- [EXERCISE]: Please return, word for word, the line containing "Where can the fishing line" and each line after it through the end of the data below, and nothing else.

- [RECORDS SUPPLIED]:

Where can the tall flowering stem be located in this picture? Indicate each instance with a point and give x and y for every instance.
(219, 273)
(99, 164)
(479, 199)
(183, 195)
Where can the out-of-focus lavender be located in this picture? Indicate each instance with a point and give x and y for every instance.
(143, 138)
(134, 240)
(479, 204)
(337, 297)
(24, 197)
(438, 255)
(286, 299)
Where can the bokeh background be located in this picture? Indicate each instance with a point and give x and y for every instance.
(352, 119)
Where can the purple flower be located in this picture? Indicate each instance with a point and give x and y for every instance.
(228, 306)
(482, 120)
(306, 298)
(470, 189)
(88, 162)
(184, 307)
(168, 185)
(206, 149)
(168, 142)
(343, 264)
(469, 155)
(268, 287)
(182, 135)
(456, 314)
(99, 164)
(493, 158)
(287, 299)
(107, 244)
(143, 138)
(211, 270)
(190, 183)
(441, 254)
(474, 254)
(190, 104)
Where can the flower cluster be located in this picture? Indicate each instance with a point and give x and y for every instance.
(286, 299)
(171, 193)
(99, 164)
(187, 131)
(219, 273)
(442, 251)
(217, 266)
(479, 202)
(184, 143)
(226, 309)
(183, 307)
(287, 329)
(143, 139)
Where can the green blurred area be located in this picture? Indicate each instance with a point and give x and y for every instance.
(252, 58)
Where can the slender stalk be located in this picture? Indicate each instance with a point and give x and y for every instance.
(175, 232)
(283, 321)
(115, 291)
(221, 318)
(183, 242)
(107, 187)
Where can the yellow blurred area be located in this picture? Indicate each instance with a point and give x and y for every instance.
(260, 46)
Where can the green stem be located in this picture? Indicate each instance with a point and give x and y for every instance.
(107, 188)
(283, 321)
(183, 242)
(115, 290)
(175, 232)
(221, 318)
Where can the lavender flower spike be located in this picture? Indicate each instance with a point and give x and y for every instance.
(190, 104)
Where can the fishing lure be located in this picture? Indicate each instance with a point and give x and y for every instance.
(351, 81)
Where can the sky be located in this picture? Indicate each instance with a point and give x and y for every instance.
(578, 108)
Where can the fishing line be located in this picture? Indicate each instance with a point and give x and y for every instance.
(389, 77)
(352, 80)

- [EXERCISE RESULT]:
Where can the fishing line be located in this picture? Indicate each instance with a point and give x and y for every instance.
(389, 77)
(352, 80)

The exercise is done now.